→ Supplied material

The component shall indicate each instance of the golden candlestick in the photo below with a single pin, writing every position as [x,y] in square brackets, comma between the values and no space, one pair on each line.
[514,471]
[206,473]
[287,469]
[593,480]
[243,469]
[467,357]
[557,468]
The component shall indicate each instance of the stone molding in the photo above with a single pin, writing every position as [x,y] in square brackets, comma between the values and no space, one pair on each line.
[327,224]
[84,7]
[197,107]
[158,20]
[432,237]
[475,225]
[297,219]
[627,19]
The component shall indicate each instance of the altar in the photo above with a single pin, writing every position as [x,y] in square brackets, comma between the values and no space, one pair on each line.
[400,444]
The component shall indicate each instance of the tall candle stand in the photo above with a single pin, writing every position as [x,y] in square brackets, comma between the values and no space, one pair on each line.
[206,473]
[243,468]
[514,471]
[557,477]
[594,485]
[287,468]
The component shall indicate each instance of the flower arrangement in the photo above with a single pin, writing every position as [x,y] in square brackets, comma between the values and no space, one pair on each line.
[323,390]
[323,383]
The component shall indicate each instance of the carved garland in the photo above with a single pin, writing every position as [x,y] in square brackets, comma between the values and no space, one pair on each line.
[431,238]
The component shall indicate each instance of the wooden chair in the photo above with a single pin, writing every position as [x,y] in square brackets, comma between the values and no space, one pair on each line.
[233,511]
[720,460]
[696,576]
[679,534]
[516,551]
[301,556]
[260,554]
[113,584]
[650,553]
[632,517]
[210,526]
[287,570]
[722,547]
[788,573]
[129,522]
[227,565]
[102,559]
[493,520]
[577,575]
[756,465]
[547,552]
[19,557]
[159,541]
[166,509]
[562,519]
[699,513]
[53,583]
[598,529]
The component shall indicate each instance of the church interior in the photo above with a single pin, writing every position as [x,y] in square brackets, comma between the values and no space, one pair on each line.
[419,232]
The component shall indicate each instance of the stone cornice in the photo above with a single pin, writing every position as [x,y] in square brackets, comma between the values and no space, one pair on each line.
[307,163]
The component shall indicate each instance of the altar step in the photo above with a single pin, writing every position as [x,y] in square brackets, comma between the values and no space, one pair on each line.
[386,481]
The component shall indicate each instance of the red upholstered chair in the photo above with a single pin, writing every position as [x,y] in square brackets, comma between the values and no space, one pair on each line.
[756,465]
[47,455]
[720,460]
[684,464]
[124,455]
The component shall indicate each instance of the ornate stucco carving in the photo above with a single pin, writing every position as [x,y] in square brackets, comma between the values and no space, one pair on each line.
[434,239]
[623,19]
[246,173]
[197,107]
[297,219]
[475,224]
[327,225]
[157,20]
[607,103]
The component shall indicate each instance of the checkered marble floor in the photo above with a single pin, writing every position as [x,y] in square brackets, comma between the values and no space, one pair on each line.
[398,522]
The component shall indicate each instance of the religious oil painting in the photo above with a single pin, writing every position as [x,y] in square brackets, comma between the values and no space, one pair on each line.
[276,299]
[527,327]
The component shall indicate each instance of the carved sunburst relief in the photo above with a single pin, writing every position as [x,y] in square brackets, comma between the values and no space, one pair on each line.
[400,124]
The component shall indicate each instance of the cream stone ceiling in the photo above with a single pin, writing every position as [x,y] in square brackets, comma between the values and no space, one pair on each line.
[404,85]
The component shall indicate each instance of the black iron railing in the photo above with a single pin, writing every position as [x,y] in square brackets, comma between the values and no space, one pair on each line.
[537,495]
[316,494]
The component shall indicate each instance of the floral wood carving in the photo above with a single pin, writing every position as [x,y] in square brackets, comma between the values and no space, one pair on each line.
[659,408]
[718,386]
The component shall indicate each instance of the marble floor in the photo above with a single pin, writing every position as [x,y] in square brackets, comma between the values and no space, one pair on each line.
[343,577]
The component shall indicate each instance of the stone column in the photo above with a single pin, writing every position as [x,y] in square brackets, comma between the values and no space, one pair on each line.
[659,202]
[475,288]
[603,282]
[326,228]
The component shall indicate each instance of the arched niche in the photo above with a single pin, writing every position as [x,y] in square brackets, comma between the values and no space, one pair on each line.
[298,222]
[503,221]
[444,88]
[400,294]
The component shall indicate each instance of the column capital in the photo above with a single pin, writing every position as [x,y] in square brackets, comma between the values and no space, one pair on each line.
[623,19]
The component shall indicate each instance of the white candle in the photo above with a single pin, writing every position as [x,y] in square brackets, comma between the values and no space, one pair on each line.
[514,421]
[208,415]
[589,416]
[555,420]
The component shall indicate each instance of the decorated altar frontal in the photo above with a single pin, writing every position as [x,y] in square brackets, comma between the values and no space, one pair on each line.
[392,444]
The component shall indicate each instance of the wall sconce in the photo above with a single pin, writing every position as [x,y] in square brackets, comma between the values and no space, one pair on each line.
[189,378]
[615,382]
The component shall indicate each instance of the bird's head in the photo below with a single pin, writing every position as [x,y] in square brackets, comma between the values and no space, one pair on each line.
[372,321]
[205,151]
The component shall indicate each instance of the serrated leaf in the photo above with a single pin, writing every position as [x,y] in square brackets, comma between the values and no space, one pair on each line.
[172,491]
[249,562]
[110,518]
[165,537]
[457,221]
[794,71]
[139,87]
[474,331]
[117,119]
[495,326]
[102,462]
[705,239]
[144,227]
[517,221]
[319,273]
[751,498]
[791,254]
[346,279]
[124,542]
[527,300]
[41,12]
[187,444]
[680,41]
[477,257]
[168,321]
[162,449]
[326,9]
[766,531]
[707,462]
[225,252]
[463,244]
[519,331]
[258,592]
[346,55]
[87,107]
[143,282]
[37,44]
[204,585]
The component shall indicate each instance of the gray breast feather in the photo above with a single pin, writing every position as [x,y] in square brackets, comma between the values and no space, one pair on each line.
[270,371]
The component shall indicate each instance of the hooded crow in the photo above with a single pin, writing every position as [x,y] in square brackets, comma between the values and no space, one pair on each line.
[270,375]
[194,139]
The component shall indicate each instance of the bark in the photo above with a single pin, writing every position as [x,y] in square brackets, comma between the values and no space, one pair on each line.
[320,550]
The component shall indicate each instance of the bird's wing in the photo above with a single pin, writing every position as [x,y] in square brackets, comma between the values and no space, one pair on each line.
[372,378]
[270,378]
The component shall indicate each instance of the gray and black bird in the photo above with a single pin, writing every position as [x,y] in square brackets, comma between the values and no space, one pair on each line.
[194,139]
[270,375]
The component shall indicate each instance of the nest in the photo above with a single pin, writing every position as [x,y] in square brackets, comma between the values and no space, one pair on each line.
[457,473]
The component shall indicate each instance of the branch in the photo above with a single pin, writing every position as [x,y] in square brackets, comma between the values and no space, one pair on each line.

→ Task directions
Give again only the lines starting at the one that contains "The component shall indicate each instance of the bird's wing" and running to the end of the data.

→ Full solution
The component shall indicate each instance of the bird's wing in the photo above with a single pin, writing every position as [x,y] in square brackets, comma between the values and no space, one pair on each line.
[372,378]
[270,378]
The component shall indicate each instance of the gray and black bird in the photo above with a single pin, writing every position as [x,y] in square brackets, comma between the values and no space, one pair on each line.
[194,139]
[270,375]
The component shall indicate each instance of the nest in the photo above with a single pin, writing every position as [x,y] in square brackets, comma between the values and no space, one pair on each line.
[457,473]
The component shall indicate each instance of the branch in the photo above with a single pin, writing every position as [x,y] in square brackets, comma between the values and no space, one pair on each line.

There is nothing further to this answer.